= PROBLEMS TO SOLVE =
1 > Answer these questions using the text on The Prophet Elijah Hospice.
(a) How many people watched the October 2019 coverage of Paweł's activities on public TV?
(b) How far is the hospice from the border with Belarus?
(c) How much money did Paweł have when he left Warsaw to start the hospice?
2 > Retype the portion of the text on The Prophet Elijah Hospice between "Paweł tried to" and "palliative care education.", inclusive.

= DOCUMENT EXTRACT =
All of this is meant to lead to a change in the way people perceive the importance of a dignified end of life of their elders. In order to do so, The Prophet Elijah Hospice provides training and other educational resources for all mentioned groups and involves key players, like the Supreme Medical Chamber or the International Federation of Medical Students Association. Through partnerships, they can provide training for several hundred students and medical practitioners every year. This effort is supported by an annual conference in Michałowo (the place where The Prophet Elijah Hospice is based), which has become a key event in the country for discussing the specificity of palliative and hospice care in rural areas. Over 10,000 participants from several countries have attended Paweł’s annual conferences so far and some crucial partnerships have been initiated during those conferences, such as the partnership with the Human Rights Commissioner’s office.

The Prophet Elijah Hospice facilitates community-building education to build trust and empower communities to get engaged in providing support. Paweł’s frame-changing effort is supported by communication campaigns dedicated to the wide public with well thought through, agile public relations and extremely wide media coverage with millions of viewers. The coverage of Paweł’s activities in October 2019 aired during the evening news program on public TV was watched by 1.83 million people. In the last two years, The Prophet Elijah Hospice has been part of all national news programs and most breakfast television shows. For Paweł, media is a tool for his frame-change work, but his media appearances also translate into an increasing amount of individual donations.

Paweł also sees the importance of working with children and parents, which is why he wrote a children's book published by a popular publisher to increase awareness among children and parents and facilitate conversation about death and dying.

Due to its unique location, just 25 km away from the border with Belarus, The Prophet Elijah Hospice is the ‘last’ hospice of the European Union. It has an impact on the EU’s Eastern neighbors - inhabitants of that region on both sides of Polish-Belarusian and Polish-Ukrainian border, due to similar geographical, economic, and political factors, are highly disadvantaged. Thanks to Paweł’s team, they have a chance to benefit from an increase quality of dying. The Prophet Elijah Hospice also has a contribution towards the changes in EU regulations. Paweł has built a vast coalition of hospices and orchestrated a co-creation of a huge proposal to the European Commission. The project involves an organization of meetings of working groups all over the European Union to highlight the specific conditions of palliative and hospice care in rural areas including low social capital, transport difficulties and energy poverty.


Paweł tried to get into medical school several times. Finally, he became a maxillofacial surgeon. He decided to join the staff of a head and neck cancer clinic and had a successful medical career. Yet, a significant group of his patients couldn’t be cured and had to live on with cancer till the end of their lives. It was a moment when he asked himself what happens to those people when they leave the hospital. To follow the urge to support them, he started working part-time in a hospice and decided to receive medical specialization of palliative care. It was then that he was informed that, as a maxillofacial surgeon, he was not allowed to receive palliative care specialization. Paweł led to a change of law and completed the palliative care education.

Before leaving Warsaw with 500 euro of a root fund and starting The Prophet Elijah Hospice in a distant rural part of Poland, he had prepared himself well. He graduated from a Healthcare Management postgraduate program and received a year-long training at Leadership School to get familiar with the civil sector. Paweł also prepared a ‘reverse business plan’ of how to start a rural hospice, in places where it’s most needed and least profitable. That’s why he moved to the eastern Poland, next to the border with Belarus, to support patients to whose life he cannot add years, but to whose last years he can add life.

= INFORMATION SHOWN =
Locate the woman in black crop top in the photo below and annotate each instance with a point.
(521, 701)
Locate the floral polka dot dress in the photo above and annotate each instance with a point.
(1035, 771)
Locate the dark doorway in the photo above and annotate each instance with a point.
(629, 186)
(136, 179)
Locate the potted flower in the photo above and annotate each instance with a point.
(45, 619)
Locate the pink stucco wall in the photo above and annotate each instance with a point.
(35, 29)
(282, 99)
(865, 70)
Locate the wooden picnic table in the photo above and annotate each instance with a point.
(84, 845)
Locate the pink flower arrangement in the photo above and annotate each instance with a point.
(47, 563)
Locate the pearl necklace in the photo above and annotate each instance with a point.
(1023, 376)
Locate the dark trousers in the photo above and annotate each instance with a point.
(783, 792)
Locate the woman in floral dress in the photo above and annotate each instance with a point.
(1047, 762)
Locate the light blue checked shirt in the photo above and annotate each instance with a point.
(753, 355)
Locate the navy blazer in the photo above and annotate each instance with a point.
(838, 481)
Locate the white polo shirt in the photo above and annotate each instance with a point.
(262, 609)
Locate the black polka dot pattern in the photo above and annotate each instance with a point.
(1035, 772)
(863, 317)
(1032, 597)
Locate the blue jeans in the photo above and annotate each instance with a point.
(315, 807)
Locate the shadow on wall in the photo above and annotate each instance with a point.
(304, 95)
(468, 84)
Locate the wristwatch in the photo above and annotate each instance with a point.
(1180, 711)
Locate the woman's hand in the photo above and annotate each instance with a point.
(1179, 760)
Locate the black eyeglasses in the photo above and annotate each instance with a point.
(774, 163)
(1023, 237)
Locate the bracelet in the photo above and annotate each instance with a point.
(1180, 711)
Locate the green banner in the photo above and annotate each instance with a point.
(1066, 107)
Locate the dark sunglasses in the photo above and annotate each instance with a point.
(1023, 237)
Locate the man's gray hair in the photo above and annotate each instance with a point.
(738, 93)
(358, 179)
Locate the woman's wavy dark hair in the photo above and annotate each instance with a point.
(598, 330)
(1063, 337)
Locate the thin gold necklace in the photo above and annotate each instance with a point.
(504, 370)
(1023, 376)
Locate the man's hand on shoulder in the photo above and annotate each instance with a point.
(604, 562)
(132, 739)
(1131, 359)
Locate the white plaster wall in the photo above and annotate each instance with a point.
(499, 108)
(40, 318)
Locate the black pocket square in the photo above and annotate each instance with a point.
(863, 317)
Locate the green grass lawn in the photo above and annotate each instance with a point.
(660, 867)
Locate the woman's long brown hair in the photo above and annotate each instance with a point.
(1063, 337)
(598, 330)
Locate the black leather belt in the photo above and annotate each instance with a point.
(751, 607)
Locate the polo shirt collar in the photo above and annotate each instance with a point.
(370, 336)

= TASK SOLUTIONS =
1 >
(a) 1.83 million people.
(b) 25 km.
(c) 500 euro of a root fund.

2 >
Paweł tried to get into medical school several times. Finally, he became a maxillofacial surgeon. He decided to join the staff of a head and neck cancer clinic and had a successful medical career. Yet, a significant group of his patients couldn’t be cured and had to live on with cancer till the end of their lives. It was a moment when he asked himself what happens to those people when they leave the hospital. To follow the urge to support them, he started working part-time in a hospice and decided to receive medical specialization of palliative care. It was then that he was informed that, as a maxillofacial surgeon, he was not allowed to receive palliative care specialization. Paweł led to a change of law and completed the palliative care education.